_INPUT DATA_:
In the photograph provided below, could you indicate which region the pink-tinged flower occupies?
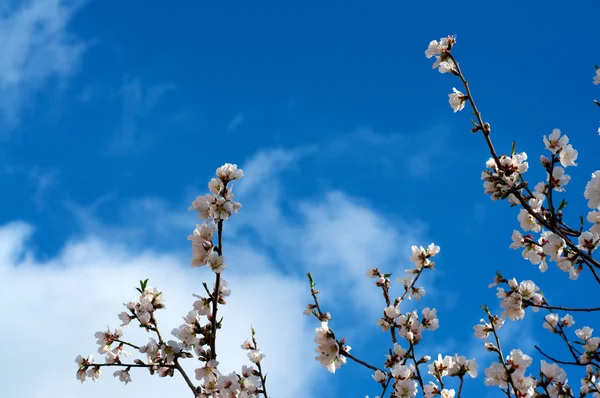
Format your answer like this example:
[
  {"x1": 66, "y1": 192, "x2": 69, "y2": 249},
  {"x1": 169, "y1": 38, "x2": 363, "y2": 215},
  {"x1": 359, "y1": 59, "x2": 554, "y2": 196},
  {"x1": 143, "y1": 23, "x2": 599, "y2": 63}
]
[
  {"x1": 113, "y1": 370, "x2": 131, "y2": 384},
  {"x1": 448, "y1": 87, "x2": 467, "y2": 113},
  {"x1": 583, "y1": 170, "x2": 600, "y2": 209},
  {"x1": 248, "y1": 350, "x2": 265, "y2": 363},
  {"x1": 543, "y1": 233, "x2": 566, "y2": 261},
  {"x1": 216, "y1": 163, "x2": 244, "y2": 182}
]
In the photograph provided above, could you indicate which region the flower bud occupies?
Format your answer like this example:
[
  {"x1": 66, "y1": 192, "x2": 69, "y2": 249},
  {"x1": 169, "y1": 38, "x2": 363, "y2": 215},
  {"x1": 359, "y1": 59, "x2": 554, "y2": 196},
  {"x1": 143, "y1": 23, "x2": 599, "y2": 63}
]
[
  {"x1": 484, "y1": 342, "x2": 499, "y2": 352},
  {"x1": 540, "y1": 155, "x2": 550, "y2": 168}
]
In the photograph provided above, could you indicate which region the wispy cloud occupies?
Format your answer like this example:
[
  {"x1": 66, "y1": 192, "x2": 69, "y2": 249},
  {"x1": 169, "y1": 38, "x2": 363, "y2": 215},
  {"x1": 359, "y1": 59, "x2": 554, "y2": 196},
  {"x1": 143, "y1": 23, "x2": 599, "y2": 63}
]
[
  {"x1": 0, "y1": 0, "x2": 85, "y2": 131},
  {"x1": 0, "y1": 222, "x2": 318, "y2": 398},
  {"x1": 0, "y1": 159, "x2": 60, "y2": 211},
  {"x1": 227, "y1": 112, "x2": 244, "y2": 131},
  {"x1": 109, "y1": 79, "x2": 175, "y2": 155}
]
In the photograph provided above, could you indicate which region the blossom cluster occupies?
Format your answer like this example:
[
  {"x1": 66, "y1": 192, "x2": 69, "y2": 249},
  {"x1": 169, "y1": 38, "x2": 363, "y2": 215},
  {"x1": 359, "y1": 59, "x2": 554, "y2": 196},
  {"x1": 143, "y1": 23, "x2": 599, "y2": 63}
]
[
  {"x1": 76, "y1": 163, "x2": 266, "y2": 398},
  {"x1": 304, "y1": 243, "x2": 477, "y2": 398},
  {"x1": 425, "y1": 36, "x2": 600, "y2": 398},
  {"x1": 188, "y1": 163, "x2": 244, "y2": 273}
]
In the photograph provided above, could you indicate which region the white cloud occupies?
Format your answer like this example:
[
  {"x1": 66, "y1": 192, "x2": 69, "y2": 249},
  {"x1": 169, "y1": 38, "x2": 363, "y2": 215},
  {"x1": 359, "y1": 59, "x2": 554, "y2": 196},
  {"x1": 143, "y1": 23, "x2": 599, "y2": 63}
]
[
  {"x1": 227, "y1": 112, "x2": 244, "y2": 131},
  {"x1": 109, "y1": 79, "x2": 175, "y2": 155},
  {"x1": 0, "y1": 0, "x2": 85, "y2": 127},
  {"x1": 0, "y1": 223, "x2": 323, "y2": 398}
]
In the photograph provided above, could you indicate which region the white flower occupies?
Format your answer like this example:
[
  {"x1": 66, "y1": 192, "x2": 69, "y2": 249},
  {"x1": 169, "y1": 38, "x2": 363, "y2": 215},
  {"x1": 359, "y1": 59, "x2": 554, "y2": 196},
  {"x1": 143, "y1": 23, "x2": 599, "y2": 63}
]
[
  {"x1": 583, "y1": 170, "x2": 600, "y2": 209},
  {"x1": 544, "y1": 314, "x2": 558, "y2": 333},
  {"x1": 216, "y1": 163, "x2": 244, "y2": 182},
  {"x1": 577, "y1": 231, "x2": 600, "y2": 251},
  {"x1": 543, "y1": 233, "x2": 566, "y2": 261},
  {"x1": 552, "y1": 166, "x2": 571, "y2": 192},
  {"x1": 113, "y1": 370, "x2": 131, "y2": 384},
  {"x1": 208, "y1": 252, "x2": 225, "y2": 274},
  {"x1": 517, "y1": 209, "x2": 542, "y2": 232},
  {"x1": 248, "y1": 350, "x2": 265, "y2": 363},
  {"x1": 448, "y1": 87, "x2": 467, "y2": 113}
]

_WRITTEN INSTRUCTION_: Report each line of the rows above that contains the word "white", copying the lines in full and treating uppercase and lowercase as different.

_RESULT OF THE TASK_:
In the photograph provided above, could you indicate which region the white cloud occupies?
In the photograph provided above, could you indicate which region the white flower occupies?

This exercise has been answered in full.